## WHAT IS EXPECTED
Reproduce word for word every line of the entries below, from the line containing "the orange panel." through the final line, and nothing else.

Dataset entries
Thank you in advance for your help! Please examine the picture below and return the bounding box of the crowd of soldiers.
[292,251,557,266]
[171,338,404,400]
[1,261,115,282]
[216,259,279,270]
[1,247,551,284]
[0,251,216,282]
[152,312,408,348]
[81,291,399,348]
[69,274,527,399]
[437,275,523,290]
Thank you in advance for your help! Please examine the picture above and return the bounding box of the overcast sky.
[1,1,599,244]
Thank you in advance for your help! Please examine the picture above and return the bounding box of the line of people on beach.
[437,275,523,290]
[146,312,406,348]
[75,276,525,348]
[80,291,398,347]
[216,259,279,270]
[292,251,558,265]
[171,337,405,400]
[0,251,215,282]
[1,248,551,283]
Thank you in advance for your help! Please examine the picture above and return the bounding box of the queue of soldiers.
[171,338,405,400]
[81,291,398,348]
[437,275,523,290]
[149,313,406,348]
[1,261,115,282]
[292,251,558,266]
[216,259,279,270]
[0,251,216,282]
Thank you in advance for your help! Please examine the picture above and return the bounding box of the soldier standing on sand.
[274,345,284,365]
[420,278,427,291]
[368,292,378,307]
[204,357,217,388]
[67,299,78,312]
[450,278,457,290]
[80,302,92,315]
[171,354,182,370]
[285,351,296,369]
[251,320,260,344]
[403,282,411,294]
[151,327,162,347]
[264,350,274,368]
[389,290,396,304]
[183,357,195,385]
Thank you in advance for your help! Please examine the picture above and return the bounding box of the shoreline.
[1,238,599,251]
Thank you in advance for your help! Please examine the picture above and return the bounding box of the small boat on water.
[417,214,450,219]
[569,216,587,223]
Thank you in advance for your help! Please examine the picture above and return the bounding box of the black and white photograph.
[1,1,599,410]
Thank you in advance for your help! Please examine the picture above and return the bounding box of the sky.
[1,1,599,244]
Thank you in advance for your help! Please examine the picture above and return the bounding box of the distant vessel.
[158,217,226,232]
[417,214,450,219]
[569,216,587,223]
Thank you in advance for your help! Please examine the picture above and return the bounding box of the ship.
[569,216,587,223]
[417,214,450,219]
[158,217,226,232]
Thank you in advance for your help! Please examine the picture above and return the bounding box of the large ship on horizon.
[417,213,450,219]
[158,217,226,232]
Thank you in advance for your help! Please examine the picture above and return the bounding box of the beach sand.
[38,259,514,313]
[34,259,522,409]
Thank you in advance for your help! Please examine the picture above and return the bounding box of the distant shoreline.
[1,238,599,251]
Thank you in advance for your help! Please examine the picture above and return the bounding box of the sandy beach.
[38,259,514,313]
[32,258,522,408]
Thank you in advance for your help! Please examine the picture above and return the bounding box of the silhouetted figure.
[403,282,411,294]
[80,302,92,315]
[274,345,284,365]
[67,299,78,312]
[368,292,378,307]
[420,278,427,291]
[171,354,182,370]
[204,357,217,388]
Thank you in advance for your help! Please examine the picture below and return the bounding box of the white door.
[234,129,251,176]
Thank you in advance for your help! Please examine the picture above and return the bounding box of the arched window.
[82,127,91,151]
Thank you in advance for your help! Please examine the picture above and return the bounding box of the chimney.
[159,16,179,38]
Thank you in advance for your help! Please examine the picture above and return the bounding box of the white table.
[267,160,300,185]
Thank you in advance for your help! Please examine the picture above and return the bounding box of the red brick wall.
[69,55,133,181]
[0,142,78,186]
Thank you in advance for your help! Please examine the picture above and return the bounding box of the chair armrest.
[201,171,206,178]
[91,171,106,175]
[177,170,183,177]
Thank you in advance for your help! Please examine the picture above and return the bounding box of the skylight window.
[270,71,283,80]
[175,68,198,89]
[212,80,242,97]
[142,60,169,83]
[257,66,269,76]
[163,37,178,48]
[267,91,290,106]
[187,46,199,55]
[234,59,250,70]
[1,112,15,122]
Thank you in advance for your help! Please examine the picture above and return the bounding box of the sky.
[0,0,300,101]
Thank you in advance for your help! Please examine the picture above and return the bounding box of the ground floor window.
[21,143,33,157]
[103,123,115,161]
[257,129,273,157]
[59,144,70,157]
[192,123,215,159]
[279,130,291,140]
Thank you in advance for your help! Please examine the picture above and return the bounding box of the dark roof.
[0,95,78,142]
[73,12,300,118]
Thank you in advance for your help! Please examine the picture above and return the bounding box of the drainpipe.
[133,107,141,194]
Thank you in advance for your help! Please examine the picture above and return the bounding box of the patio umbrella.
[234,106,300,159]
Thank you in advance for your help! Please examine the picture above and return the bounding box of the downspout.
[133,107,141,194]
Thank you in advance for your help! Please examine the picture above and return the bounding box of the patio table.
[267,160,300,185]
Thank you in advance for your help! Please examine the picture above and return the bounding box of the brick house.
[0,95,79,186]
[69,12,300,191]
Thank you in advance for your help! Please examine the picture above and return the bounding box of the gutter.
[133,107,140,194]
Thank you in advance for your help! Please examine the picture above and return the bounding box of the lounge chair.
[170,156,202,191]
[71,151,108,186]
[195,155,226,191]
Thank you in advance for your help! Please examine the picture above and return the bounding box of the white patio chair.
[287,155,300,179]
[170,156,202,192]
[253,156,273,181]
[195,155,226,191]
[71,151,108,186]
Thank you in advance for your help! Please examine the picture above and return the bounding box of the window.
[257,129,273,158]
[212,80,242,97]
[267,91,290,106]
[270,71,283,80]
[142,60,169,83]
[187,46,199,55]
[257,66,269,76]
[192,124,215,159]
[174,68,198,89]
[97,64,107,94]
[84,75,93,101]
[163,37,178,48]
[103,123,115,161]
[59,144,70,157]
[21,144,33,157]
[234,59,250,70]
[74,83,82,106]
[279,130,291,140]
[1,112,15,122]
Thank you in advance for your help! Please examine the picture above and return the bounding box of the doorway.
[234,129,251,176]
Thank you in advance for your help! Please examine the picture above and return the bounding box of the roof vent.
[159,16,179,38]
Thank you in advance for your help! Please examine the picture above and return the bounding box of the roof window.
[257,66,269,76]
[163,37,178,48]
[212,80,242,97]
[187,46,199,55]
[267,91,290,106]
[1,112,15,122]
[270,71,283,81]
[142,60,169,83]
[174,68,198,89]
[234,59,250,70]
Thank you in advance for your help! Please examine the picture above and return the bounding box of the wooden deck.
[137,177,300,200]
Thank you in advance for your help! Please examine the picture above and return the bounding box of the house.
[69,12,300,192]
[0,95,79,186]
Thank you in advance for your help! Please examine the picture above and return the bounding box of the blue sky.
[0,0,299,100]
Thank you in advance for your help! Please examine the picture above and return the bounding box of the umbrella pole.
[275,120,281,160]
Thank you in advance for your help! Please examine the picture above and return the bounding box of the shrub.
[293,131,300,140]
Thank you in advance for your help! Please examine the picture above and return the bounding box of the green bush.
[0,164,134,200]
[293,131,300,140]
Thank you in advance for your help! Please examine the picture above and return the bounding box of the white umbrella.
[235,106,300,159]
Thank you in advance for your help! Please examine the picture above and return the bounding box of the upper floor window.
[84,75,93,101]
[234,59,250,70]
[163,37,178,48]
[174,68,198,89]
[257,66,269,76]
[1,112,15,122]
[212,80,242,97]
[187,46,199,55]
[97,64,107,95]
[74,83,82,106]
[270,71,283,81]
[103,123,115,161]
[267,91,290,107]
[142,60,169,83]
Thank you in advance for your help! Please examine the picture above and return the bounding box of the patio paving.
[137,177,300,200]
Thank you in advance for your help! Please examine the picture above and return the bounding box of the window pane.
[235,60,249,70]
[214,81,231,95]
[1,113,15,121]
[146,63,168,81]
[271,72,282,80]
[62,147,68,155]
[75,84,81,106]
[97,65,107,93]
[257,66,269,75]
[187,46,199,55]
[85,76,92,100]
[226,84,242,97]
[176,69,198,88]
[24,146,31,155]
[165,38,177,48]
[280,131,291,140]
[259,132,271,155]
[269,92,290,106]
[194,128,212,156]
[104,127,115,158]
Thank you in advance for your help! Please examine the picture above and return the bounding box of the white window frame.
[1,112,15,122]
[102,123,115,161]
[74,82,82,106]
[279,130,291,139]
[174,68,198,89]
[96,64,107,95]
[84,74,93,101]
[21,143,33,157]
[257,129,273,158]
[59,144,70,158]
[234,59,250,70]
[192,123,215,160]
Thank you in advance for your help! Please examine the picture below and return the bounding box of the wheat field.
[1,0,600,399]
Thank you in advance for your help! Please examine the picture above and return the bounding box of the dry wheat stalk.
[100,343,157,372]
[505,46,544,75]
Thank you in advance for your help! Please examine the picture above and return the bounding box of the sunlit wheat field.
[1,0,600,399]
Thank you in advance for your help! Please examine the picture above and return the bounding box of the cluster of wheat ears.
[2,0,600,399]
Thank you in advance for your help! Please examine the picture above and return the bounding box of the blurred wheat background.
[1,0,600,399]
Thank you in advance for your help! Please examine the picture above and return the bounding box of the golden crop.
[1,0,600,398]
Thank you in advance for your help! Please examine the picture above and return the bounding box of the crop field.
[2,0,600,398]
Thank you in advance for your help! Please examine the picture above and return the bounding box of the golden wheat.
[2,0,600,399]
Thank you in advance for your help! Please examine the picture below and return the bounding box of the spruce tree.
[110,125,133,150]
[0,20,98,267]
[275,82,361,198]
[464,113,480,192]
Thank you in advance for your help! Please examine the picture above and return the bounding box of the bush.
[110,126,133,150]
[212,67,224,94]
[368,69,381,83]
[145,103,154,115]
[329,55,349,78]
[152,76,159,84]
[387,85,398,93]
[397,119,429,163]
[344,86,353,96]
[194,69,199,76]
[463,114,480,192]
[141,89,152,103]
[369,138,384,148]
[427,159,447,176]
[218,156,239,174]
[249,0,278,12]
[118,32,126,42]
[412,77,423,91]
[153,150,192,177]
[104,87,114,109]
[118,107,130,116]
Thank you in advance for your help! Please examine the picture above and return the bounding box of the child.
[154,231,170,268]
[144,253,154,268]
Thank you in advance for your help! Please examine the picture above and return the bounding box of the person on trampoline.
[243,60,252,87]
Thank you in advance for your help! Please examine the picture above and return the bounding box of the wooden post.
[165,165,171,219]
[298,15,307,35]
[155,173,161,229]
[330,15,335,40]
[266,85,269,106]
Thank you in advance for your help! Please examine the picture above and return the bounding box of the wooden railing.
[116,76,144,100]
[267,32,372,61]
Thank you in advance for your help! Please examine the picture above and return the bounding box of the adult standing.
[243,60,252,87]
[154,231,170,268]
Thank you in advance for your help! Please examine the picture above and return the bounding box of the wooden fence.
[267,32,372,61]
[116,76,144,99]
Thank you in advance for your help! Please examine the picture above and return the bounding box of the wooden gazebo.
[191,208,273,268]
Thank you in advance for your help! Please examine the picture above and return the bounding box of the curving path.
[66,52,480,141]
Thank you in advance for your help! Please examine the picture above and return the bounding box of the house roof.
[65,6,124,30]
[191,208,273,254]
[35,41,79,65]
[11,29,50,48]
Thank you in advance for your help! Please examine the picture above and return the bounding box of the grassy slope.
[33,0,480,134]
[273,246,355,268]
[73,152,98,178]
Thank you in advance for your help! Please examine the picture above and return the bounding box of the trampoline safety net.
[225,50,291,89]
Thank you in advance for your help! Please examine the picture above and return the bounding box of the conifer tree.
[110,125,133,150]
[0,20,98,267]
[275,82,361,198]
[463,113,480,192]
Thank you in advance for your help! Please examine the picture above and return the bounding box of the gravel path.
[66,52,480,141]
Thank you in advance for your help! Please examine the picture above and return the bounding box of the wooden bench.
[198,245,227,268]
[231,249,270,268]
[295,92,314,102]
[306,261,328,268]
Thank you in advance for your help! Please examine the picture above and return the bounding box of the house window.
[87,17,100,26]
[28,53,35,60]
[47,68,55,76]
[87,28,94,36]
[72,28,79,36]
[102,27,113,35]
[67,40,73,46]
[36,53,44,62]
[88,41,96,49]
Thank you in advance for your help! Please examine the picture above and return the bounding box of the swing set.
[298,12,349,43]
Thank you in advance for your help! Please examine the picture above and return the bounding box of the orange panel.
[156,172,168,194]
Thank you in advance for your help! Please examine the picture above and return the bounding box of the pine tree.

## SOLVED PROBLEM
Thank you in advance for your help! Please examine the picture above and return the bounding box of the orange panel.
[156,172,168,194]
Thank you in advance for your help! Please examine the picture above and return the bounding box of the pine tree.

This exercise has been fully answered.